What is it? Delivering packages in a cyberpunk city.
Expect to pay £17/$20
Developer Ion Lands
Publisher Merge Games
Reviewed on RTX 2080 Super, Intel i7-9700K, 16GB RAM
Multiplayer None
Link Developer website
Whether it’s Blade Runner’s rain-soaked Los Angeles, the planet Coruscant in Star Wars, or the future New York imagined by The Fifth Element, there’s something evocative about the image of a futuristic city criss-crossed with flying cars. And in the gorgeous, voxel-based Cloudpunk you get to be a part of one of those teeming skyways, driving a beaten-up hover car and delivering packages in a dystopian city, Nivalus.
This vivid, intricate metropolis is genuinely stunning to look at. It’s a bustling sprawl of neon signs, roaming spotlights, colossal billboards, and hover cars scurrying back and forth between monolithic skyscrapers. If you’ve ever watched Blade Runner and wished you could get behind the wheel of a spinner, this is as close any game has come to realising that fantasy.
It looks great up close too. Lower your car to street level and you’ll see pedestrians milling around, noodle stands, and seedy nightclubs. In the air, advertising blimps, trains streaking along suspended rails, and the glow of thousands of apartment windows. The sheer density of the place is remarkable. It ticks off every cyberpunk aesthetic cliche, but it does it with style.
And I have to mention the extraordinary sound design too. The buzz of the traffic, the endlessly rattling rain, the voices echoing from the billboards, and the soaring synths of the stirring Vangelis-inspired soundtrack combine to create a really thrilling sonic landscape. It sounds every bit as good as it looks, and the result is a game that is absolutely drenched in atmosphere.
Okay, the city is incredible. We’ve established that. But what do you actually do there? You play as Rania, a newcomer to Nivalus who takes a job with a legally dubious courier company called Cloudpunk. Your job is simple: pick up packages, deliver them, and don’t ask any questions. Ominously, your dispatcher—a crotchety but likeable old guy you know only as Control—tells you that most new drivers don’t make it past the first night.
Cloudpunk is a game almost entirely about exploration and conversation. As you make your deliveries you’ll meet a large cast of characters along the way, including shady nightclub owners, hackers, hover car racers, CEOs, cops, and self-aware androids. Nivalus is a city filled with stories, although the quality of the writing and voice acting is pretty uneven.

## Task requirements:
[a] Write out the Cloudpunk review from "This vivid, intricate" up to and including "it with style.".
[b] Does each of these statements agree with the Cloudpunk review? Answer yes or no for each, quoting the words of the review that decide it.
(i) The character you play is named Rania.
(ii) The game offers multiplayer.
(iii) Control says most new drivers make it past the first night.

## Supplied data:
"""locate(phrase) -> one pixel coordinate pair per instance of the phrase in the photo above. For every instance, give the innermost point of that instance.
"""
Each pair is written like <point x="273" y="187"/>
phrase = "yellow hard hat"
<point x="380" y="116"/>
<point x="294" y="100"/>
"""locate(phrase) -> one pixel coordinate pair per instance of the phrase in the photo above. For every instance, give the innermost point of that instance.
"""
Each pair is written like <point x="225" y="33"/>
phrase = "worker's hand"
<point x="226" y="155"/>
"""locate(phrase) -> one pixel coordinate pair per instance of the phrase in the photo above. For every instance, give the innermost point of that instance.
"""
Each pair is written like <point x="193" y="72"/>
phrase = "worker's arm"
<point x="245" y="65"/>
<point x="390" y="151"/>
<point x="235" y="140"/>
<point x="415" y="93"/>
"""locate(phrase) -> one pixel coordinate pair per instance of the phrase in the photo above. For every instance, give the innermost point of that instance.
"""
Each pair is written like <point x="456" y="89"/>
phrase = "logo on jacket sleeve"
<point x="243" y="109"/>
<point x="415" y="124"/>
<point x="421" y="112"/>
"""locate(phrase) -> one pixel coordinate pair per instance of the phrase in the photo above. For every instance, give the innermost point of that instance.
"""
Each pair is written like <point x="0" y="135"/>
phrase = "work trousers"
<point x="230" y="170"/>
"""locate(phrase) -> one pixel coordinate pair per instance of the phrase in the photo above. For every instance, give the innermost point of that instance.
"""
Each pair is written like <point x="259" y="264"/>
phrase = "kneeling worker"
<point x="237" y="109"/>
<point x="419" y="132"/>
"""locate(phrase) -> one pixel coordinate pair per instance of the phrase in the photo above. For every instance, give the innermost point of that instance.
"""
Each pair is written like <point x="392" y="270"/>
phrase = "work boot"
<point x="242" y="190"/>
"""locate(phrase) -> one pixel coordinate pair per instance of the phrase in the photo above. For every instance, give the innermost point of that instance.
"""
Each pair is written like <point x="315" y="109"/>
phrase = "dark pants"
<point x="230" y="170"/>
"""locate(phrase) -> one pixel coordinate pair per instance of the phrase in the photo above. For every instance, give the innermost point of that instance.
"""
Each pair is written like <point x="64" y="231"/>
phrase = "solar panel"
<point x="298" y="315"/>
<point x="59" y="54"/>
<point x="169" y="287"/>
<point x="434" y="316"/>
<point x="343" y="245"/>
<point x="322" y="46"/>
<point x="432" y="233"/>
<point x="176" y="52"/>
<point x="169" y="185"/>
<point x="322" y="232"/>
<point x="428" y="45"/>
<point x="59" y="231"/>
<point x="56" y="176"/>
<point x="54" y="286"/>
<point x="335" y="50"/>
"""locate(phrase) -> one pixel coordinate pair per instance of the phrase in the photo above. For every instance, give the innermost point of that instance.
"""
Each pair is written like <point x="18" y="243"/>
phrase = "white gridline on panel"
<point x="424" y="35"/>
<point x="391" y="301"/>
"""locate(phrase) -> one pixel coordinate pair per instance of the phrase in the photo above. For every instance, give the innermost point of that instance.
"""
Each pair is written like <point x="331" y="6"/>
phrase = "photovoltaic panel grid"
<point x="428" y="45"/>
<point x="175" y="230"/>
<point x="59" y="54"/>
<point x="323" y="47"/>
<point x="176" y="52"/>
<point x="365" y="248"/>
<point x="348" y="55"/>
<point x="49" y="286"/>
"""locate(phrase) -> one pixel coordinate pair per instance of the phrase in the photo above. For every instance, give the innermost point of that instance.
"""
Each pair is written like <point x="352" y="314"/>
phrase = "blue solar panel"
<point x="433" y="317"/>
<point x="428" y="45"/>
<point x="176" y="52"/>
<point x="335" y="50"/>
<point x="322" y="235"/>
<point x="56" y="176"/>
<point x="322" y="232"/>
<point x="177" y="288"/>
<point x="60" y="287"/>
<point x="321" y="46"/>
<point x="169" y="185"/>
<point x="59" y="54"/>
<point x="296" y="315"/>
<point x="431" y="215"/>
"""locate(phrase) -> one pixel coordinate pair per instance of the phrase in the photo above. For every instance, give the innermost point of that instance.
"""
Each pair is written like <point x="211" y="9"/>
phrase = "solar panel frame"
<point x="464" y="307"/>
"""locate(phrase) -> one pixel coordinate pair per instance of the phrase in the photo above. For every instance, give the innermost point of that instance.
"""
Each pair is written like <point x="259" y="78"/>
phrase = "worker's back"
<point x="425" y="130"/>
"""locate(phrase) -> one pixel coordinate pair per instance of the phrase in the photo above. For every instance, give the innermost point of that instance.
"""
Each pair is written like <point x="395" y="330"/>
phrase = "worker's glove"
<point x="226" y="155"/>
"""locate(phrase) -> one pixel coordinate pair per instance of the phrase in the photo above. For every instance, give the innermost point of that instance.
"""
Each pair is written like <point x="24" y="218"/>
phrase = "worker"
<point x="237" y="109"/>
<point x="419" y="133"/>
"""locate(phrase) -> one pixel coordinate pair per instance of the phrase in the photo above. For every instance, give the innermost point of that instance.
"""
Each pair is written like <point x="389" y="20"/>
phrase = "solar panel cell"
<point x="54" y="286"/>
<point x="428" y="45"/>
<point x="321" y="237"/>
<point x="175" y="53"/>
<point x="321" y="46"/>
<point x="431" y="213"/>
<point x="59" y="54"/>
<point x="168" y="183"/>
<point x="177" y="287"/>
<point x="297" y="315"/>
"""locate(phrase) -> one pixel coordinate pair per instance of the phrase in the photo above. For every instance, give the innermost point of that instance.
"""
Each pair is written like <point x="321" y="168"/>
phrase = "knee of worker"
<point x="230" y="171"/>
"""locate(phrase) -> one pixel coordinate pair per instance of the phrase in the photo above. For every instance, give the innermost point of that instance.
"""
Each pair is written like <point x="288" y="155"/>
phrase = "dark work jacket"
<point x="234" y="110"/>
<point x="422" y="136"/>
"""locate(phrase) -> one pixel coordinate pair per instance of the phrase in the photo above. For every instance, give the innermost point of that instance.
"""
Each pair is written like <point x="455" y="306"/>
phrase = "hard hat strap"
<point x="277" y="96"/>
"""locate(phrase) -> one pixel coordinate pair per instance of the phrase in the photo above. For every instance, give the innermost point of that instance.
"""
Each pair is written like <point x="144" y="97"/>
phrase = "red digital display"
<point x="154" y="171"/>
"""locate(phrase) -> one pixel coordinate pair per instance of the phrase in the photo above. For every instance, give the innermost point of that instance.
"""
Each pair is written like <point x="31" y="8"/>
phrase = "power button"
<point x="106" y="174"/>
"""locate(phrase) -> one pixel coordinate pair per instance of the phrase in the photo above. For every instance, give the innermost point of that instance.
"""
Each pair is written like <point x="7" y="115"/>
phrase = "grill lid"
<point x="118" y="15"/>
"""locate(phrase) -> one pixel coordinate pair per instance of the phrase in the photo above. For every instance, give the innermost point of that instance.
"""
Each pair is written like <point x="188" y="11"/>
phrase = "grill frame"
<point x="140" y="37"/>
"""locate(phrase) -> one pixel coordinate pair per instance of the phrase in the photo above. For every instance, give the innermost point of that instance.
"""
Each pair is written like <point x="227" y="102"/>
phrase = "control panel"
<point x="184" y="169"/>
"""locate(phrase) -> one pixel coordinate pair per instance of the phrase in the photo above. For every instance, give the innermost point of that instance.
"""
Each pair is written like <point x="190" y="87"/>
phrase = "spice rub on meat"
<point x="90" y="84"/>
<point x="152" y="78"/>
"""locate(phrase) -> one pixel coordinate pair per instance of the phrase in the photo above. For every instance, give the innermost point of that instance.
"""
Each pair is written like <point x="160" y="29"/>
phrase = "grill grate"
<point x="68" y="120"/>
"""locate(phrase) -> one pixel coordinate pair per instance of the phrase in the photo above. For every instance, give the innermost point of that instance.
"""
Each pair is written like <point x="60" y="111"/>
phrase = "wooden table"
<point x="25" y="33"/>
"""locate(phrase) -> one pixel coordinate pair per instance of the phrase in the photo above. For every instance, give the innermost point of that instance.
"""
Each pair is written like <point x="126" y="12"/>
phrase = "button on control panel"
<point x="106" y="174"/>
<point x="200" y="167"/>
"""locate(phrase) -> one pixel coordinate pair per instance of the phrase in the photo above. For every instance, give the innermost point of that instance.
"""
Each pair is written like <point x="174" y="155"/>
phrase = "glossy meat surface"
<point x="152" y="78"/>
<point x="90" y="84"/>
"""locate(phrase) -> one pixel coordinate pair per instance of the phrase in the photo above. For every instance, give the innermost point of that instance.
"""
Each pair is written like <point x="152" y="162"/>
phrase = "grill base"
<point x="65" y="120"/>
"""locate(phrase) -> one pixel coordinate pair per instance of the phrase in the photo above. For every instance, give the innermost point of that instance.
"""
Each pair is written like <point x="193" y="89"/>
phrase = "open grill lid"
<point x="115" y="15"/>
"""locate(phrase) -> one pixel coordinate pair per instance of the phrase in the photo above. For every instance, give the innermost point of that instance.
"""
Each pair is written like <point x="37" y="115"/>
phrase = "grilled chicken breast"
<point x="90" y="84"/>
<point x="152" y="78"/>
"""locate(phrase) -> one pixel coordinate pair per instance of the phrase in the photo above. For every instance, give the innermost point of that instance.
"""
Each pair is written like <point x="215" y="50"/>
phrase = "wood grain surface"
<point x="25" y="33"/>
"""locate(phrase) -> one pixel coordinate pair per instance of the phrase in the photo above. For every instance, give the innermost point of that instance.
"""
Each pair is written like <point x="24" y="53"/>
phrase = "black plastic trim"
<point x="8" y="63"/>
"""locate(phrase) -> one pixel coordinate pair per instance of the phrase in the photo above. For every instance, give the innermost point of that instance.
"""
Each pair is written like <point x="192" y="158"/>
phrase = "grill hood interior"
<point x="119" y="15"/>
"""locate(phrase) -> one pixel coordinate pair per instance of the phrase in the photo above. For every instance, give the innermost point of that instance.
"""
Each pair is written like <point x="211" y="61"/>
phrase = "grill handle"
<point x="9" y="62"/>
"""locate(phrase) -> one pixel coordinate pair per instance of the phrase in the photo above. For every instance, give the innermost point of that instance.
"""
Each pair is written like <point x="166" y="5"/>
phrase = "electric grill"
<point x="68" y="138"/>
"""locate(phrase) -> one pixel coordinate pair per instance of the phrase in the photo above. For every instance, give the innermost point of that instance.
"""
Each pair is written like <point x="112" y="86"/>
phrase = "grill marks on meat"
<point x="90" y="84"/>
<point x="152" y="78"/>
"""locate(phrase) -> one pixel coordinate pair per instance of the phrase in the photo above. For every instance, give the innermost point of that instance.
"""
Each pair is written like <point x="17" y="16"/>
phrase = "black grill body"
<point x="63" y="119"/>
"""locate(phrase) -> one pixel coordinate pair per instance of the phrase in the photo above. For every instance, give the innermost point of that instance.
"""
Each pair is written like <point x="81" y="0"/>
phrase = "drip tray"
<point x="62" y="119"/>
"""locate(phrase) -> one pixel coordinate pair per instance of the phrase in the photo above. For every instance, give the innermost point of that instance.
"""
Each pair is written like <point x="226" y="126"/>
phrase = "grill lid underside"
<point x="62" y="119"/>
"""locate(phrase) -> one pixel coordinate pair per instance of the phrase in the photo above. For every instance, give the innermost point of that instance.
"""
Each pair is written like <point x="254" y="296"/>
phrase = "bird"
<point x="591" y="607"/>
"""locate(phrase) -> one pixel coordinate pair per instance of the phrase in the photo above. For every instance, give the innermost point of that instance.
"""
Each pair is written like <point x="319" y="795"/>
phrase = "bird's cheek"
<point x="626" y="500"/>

## Solutions by task:
[a]
This vivid, intricate metropolis is genuinely stunning to look at. It’s a bustling sprawl of neon signs, roaming spotlights, colossal billboards, and hover cars scurrying back and forth between monolithic skyscrapers. If you’ve ever watched Blade Runner and wished you could get behind the wheel of a spinner, this is as close any game has come to realising that fantasy.
It looks great up close too. Lower your car to street level and you’ll see pedestrians milling around, noodle stands, and seedy nightclubs. In the air, advertising blimps, trains streaking along suspended rails, and the glow of thousands of apartment windows. The sheer density of the place is remarkable. It ticks off every cyberpunk aesthetic cliche, but it does it with style.

[b]
(i) Yes: "You play as Rania, a newcomer to Nivalus"
(ii) No: "Multiplayer None"
(iii) No: "most new drivers don’t make it past the first night"